_BRIEF_
Reproduce the lines from the line with "Drop a pin on every instance of the yellow and" up to and including the line with "x=913, y=541", leaving all text unchanged except that each x and y coordinate is scaled by 2.55. Round each result to the nearest whole number, with halves rounded up.

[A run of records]
— Begin —
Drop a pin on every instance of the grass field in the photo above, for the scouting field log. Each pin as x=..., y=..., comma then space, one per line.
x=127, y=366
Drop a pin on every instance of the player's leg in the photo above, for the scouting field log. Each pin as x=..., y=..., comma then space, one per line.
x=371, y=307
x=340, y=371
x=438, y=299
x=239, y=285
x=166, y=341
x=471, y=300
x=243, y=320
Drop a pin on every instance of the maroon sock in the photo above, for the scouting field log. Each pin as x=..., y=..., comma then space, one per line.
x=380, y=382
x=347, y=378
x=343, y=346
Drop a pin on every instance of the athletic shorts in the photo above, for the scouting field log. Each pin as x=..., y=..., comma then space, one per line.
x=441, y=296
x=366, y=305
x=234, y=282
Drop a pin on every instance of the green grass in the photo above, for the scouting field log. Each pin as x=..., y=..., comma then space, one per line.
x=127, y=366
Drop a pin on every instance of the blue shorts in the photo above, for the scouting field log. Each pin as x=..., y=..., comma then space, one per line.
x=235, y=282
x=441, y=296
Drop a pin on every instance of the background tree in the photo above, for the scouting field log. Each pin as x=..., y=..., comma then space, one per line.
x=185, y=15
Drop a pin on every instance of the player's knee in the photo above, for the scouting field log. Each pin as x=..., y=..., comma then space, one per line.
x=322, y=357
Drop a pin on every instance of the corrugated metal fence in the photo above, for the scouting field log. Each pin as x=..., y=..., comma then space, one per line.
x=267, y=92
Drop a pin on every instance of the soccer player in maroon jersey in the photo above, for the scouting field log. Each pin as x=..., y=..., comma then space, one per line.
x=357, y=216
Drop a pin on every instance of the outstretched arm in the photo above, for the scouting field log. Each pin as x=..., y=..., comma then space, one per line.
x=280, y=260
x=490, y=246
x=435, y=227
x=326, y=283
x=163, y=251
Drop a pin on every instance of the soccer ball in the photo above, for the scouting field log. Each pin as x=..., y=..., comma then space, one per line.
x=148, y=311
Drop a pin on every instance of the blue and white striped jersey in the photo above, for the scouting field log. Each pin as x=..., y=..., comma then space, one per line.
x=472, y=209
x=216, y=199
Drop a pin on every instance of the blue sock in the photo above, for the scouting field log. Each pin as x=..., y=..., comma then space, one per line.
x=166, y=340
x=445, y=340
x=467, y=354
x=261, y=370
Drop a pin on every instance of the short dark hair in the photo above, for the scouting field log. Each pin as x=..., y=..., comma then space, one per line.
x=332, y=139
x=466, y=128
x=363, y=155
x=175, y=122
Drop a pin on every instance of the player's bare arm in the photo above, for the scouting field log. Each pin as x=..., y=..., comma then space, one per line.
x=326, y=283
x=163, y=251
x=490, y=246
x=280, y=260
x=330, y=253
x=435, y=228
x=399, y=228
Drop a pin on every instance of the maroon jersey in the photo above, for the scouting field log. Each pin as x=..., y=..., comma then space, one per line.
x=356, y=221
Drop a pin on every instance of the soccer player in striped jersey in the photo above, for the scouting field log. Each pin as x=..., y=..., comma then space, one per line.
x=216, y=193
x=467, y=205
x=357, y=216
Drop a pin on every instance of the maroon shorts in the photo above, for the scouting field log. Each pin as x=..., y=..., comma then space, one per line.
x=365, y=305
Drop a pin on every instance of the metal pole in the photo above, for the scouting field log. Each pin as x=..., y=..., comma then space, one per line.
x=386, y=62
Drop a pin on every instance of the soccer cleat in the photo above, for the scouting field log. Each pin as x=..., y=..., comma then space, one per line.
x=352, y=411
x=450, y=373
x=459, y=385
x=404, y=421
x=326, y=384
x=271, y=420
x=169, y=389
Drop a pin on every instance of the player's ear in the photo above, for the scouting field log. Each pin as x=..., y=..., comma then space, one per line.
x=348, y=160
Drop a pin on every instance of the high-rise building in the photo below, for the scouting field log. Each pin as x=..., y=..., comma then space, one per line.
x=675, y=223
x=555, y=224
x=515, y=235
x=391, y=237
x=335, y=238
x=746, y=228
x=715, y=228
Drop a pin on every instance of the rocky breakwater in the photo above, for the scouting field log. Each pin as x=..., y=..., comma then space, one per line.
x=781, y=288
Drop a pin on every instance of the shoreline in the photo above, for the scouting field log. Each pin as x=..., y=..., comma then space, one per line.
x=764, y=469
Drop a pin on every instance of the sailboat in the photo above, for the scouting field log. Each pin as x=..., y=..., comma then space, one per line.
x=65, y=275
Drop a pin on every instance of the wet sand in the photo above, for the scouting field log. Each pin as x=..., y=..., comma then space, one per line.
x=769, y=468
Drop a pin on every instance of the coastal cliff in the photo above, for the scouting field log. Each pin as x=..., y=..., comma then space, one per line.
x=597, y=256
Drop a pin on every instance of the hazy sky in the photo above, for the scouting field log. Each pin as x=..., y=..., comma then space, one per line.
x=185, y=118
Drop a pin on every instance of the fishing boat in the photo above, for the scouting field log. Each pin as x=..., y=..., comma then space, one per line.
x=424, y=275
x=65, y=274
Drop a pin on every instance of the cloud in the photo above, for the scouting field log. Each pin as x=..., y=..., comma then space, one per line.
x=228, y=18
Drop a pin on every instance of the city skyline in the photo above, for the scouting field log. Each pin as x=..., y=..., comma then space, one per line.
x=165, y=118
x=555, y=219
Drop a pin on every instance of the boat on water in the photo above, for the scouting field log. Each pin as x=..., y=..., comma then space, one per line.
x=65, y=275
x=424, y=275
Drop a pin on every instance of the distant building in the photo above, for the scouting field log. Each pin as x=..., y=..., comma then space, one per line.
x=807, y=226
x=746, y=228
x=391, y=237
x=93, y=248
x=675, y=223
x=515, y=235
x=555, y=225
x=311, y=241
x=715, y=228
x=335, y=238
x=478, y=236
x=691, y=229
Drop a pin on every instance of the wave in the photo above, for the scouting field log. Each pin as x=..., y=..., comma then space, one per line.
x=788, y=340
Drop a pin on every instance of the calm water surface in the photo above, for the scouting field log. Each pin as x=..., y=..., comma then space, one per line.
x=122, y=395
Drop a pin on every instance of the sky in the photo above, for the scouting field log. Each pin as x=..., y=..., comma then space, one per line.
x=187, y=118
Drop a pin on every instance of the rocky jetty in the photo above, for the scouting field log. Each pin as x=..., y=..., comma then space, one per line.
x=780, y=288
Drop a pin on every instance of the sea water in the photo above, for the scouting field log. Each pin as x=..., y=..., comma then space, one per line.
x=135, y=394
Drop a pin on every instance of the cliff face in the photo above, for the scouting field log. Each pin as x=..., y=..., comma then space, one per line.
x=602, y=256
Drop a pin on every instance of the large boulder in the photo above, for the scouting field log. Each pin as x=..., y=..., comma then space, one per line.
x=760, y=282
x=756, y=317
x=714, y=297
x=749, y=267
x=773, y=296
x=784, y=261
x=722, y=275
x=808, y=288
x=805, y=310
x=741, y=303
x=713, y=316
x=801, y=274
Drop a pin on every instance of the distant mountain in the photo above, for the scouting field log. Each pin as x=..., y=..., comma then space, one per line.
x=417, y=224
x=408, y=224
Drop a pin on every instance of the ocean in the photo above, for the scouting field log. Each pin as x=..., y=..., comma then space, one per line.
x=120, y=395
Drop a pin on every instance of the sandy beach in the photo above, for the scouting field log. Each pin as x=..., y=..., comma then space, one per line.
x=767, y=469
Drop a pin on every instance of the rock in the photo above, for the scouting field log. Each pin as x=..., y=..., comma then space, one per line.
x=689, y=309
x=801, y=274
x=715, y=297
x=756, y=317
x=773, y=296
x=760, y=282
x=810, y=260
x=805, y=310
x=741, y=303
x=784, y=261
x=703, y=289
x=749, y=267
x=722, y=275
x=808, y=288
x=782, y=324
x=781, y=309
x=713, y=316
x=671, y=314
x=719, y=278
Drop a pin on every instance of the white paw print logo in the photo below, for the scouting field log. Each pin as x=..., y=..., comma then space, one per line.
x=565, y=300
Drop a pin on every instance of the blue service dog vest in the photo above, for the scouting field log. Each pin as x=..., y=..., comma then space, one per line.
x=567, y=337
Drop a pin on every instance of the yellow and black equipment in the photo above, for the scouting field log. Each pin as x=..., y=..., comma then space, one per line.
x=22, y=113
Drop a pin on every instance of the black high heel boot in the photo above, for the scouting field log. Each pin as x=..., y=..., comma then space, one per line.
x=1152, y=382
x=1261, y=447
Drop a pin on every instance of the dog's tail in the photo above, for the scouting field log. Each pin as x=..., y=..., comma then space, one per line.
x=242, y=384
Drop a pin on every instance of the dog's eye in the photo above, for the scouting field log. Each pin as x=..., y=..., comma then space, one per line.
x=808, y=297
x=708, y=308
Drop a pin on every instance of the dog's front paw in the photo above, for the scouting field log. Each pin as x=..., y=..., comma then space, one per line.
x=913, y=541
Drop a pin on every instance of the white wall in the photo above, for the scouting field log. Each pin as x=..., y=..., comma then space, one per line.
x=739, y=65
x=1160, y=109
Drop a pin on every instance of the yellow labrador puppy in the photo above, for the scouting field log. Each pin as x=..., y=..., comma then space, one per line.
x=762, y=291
— End —
_FINAL RESULT_
Drop a pin on every instance of the yellow and black equipment in the photo above, for the scouting field log. Each pin as x=..., y=..., comma then space, one per line.
x=56, y=288
Drop a pin on every instance of the black high heel boot in the photo above, for the scouting field log. Each pin as x=..., y=..., comma then space, one per line.
x=2938, y=974
x=3216, y=1140
Drop a pin on every instance of the dog's tail in the photo above, for the scouting field log. Each pin as x=..., y=..., comma then space, one per line.
x=617, y=979
Drop a pin on every instance of the dog's eye in the photo above, for the scouting field log. Each pin as x=..., y=..., comma then space, one per line.
x=2060, y=757
x=1805, y=785
Drop a pin on every instance of the dog's front paw in the photo above, for the scouting field log. Each pin as x=..., y=..., comma then space, one per line.
x=2328, y=1380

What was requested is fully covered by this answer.